Gyochu is one of the 63 creepy germs written in Harikikigaki, a book of medical knowledge written by an unknown resident of Osaka.
This tiny malevolent creature is believed to have caused human illness during the 16th century in Japan.
Gyochu is a deadly critter responsible for leprosy, acts as a messenger to the underworld. On the night of Koshin-no-hi (an important date occurring every 60 days on the Chinese calendar), Gyochu leaves the body to visit Enma-daio (Lord of the Underworld) and tell him your misdeeds.
Enma-daio is known to punish people for bad behavior by reducing their remaining time on earth.
In the Harikigaki
Japan’s Kyushu National Museum holds a copy of the Harikikigaki — a 16th century medical text of unknown authorship which claimed that diseases were caused by tiny bugs that crawled into the body. The Harikikigaki advises using acupuncture and herbs to deal with the bugs.
Until the late 19th century, Japanese people believed illness was spread by evil kami called yakubyogami. At first these gods were thought to take human form, but later, influenced by thinking in texts from China, some people came to think of them as little creatures as small enough to enter the body. The Harikikigaki, written in 1568, is mostly about acupuncture, however, this rare text includes 63 color depictions of the various mushi (germs) believed to cause diseases.

- **DATA TO EXAMINE**
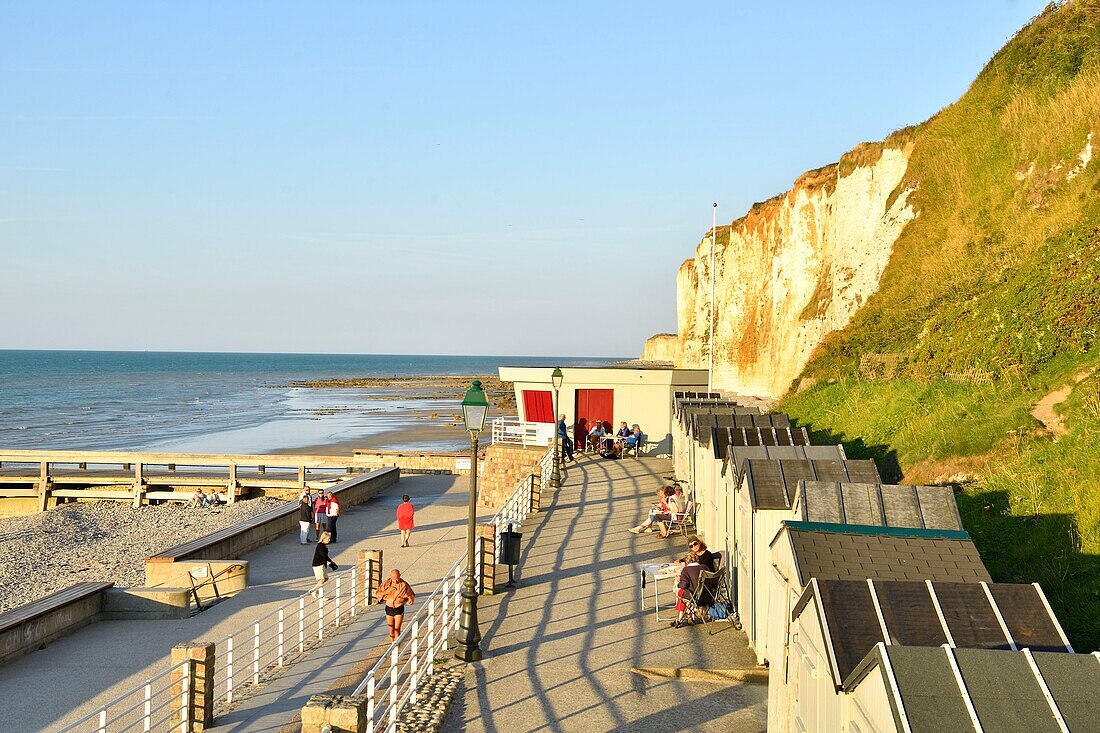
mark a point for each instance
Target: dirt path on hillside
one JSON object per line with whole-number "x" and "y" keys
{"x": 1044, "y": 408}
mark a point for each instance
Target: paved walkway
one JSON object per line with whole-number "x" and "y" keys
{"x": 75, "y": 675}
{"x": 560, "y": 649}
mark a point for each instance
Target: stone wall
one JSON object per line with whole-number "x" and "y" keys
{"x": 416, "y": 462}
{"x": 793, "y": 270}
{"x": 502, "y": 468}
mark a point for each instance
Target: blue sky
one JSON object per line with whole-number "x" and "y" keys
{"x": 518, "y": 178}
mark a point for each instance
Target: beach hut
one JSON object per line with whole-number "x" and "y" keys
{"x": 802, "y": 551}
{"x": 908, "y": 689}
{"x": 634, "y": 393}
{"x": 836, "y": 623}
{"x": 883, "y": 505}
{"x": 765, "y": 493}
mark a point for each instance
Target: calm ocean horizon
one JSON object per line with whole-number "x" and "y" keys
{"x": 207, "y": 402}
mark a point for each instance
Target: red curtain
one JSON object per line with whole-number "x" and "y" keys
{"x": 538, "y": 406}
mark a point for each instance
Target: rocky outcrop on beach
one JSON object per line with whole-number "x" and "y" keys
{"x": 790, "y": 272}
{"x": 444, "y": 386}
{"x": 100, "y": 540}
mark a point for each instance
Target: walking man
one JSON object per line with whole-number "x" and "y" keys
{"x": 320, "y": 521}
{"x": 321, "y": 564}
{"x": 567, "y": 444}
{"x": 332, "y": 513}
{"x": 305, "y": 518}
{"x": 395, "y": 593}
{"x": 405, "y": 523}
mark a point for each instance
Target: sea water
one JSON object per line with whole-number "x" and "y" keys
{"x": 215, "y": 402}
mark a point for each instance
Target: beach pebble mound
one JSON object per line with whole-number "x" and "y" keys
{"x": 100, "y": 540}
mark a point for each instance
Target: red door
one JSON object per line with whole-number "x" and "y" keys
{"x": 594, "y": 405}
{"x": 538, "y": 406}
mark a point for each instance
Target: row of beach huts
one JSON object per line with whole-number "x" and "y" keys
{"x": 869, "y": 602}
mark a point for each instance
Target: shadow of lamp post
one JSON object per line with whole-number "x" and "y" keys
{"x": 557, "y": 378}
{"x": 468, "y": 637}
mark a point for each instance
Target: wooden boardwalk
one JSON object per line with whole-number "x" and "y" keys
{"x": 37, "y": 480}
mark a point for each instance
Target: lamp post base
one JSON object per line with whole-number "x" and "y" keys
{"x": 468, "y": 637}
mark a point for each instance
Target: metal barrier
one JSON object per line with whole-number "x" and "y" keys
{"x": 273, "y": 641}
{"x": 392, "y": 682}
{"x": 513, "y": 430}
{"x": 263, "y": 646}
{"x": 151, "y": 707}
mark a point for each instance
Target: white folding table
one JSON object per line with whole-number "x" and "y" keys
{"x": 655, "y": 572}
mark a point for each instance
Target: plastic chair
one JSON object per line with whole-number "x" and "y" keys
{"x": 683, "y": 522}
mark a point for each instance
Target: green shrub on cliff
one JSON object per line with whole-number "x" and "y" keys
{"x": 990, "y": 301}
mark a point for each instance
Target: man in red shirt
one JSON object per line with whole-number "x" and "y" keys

- **QUESTIONS**
• a. Using the passage on Gyochu above, say whether each statement agrees with it, answering yes or no and quoting the deciding words: (i) The Harikikigaki was written in 1568. (ii) The Harikikigaki advises surgery to deal with the bugs. (iii) Koshin-no-hi occurs every 60 days on the Chinese calendar.
• b. Reproduce the Gyochu passage above word for word from "Gyochu is a" to "with the bugs.".

- **REPLIES**
• a.
(i) Yes: "The Harikikigaki, written in 1568"
(ii) No: "The Harikikigaki advises using acupuncture and herbs to deal with the bugs."
(iii) Yes: "an important date occurring every 60 days on the Chinese calendar"

• b.
Gyochu is a deadly critter responsible for leprosy, acts as a messenger to the underworld. On the night of Koshin-no-hi (an important date occurring every 60 days on the Chinese calendar), Gyochu leaves the body to visit Enma-daio (Lord of the Underworld) and tell him your misdeeds.
Enma-daio is known to punish people for bad behavior by reducing their remaining time on earth.
In the Harikigaki
Japan’s Kyushu National Museum holds a copy of the Harikikigaki — a 16th century medical text of unknown authorship which claimed that diseases were caused by tiny bugs that crawled into the body. The Harikikigaki advises using acupuncture and herbs to deal with the bugs.